▸ Exercise input
+++
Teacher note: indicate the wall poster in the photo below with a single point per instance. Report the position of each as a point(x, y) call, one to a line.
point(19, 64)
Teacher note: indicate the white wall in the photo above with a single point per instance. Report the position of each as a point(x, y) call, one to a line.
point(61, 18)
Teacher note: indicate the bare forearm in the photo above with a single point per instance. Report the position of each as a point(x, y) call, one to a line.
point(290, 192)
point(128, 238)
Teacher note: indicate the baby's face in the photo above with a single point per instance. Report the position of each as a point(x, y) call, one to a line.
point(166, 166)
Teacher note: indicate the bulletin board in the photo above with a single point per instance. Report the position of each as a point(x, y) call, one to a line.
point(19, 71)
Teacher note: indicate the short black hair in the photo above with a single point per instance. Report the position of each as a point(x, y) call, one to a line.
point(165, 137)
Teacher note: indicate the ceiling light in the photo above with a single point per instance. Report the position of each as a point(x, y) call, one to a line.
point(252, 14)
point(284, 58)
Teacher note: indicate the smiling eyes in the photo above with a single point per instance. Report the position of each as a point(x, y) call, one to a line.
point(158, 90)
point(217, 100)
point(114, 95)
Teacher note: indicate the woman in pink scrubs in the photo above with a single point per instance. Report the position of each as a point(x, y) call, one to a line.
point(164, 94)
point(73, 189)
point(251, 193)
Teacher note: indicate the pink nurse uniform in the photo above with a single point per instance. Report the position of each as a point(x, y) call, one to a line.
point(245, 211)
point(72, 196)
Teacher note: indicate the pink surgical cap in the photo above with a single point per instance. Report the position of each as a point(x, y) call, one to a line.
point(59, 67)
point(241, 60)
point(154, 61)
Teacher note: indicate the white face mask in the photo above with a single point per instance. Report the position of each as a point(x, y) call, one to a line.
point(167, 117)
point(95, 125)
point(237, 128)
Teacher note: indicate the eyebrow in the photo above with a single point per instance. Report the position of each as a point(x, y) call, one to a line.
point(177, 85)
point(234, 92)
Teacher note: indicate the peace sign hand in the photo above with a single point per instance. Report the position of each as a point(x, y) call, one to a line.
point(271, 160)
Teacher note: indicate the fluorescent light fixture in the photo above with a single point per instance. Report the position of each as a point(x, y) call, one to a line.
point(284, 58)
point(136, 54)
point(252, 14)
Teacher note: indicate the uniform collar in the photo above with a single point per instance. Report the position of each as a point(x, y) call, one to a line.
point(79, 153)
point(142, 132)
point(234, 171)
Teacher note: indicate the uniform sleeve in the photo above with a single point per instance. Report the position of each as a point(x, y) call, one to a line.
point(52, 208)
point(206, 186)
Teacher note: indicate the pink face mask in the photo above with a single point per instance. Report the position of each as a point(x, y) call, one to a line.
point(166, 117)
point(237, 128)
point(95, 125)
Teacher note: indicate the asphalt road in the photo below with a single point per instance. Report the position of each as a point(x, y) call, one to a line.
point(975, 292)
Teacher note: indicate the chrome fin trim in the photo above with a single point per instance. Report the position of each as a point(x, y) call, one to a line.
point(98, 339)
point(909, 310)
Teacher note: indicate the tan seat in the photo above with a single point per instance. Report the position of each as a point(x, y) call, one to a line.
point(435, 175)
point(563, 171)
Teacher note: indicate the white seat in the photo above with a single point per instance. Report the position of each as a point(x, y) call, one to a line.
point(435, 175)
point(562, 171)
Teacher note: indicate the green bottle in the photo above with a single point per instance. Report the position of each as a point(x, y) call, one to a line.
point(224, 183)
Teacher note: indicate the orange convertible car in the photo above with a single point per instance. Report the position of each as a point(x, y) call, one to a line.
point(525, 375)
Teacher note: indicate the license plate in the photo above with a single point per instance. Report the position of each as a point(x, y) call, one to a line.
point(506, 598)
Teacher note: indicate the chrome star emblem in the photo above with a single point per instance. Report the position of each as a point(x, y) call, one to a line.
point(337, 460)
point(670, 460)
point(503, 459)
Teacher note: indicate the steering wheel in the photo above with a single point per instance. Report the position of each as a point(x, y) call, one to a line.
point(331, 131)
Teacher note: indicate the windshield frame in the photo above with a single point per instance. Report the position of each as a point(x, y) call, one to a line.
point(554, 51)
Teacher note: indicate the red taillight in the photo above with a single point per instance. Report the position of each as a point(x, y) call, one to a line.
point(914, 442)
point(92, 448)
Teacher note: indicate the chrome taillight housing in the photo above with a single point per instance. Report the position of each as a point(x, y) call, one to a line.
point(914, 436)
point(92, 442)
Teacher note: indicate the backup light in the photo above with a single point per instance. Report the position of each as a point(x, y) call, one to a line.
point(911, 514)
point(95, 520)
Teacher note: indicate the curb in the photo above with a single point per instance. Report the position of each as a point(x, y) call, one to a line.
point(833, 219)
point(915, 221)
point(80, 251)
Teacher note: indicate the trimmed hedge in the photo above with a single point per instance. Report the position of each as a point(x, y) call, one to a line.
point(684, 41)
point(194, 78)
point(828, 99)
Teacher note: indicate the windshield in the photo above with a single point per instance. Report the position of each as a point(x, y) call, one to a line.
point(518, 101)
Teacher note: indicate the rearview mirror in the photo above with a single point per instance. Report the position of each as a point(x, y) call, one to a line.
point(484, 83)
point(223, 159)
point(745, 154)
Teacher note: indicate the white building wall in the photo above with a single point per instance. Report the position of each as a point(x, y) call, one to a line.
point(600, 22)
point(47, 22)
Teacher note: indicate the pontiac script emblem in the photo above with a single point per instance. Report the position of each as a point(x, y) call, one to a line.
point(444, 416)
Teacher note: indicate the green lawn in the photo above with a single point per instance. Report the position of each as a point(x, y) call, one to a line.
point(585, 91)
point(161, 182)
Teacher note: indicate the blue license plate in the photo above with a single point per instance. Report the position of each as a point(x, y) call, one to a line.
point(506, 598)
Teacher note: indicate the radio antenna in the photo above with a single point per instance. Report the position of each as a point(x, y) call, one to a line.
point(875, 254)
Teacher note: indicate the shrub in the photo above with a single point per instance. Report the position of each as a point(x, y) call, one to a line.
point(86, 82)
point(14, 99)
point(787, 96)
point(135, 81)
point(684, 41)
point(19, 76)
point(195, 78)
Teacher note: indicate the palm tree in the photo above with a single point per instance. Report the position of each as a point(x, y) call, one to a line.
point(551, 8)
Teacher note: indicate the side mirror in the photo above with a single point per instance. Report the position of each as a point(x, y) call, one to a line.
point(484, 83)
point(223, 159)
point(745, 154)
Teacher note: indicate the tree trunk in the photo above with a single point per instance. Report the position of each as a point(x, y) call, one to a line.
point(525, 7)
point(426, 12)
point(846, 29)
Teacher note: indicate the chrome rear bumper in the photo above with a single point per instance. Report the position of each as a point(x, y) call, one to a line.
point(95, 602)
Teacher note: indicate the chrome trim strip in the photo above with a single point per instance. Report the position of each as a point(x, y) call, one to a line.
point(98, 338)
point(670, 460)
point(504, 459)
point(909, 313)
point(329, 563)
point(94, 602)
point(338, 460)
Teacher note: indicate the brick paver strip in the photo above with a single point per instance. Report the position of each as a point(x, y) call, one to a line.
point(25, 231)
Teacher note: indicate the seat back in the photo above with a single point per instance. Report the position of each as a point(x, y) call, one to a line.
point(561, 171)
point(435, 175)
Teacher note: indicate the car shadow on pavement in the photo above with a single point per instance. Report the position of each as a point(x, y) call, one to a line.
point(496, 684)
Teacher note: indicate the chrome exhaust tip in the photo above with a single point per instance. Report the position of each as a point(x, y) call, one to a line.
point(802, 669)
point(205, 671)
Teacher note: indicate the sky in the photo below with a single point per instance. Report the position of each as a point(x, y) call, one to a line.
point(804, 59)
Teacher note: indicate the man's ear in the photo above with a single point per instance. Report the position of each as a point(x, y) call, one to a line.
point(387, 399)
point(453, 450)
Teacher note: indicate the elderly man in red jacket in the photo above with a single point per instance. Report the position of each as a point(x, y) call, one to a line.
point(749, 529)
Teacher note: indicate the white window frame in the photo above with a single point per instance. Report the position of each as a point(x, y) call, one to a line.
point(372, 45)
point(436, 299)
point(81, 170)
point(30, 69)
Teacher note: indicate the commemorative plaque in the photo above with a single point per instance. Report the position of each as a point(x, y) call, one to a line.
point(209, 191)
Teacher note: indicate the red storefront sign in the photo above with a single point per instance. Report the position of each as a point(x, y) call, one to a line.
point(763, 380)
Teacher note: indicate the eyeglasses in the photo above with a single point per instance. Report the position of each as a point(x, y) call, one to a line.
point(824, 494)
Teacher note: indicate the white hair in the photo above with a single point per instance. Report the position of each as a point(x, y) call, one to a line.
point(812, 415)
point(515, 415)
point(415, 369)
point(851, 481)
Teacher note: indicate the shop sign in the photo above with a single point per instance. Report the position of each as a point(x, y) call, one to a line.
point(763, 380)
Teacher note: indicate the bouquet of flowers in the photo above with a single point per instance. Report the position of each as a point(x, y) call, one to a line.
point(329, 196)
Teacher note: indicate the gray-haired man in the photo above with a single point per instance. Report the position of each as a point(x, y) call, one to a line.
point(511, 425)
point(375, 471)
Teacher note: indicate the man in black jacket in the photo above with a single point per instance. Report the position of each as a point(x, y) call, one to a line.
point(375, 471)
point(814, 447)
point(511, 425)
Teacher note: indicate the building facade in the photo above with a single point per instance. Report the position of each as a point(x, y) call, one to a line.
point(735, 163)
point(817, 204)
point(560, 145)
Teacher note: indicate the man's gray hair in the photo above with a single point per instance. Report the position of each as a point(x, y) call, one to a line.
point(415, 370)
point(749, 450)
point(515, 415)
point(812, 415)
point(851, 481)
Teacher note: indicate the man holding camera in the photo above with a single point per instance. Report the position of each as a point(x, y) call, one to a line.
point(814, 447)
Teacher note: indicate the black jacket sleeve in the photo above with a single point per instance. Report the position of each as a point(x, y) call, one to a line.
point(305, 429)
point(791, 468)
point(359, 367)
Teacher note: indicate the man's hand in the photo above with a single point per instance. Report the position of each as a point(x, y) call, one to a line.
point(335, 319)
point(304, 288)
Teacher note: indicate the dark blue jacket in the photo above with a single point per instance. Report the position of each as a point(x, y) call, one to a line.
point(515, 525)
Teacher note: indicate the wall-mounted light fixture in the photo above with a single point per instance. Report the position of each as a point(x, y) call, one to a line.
+++
▸ Work instructions
The answer consists solely of the lines from the one containing "Teacher note: indicate the black" through the last line of the data above, reproduced exactly.

▸ Reply
Teacher note: indicate the black jacket sleeve in the photo above with a single point per instance. Report the position of each as a point(x, y) call, one to a line.
point(305, 429)
point(791, 468)
point(359, 367)
Teacher note: indicate the man's hand in the photo above with a single point per instance. Report the position of each as a point(x, y) call, one to a line.
point(335, 319)
point(304, 288)
Teacher note: indicate the dark blue jacket in the photo above with a single point per instance. Report the position of each as a point(x, y) call, one to a line.
point(515, 525)
Teacher note: indicate the wall-mounted light fixture in the photo above with a single point per instance. Report the position of each as a point(x, y) call, one to a line.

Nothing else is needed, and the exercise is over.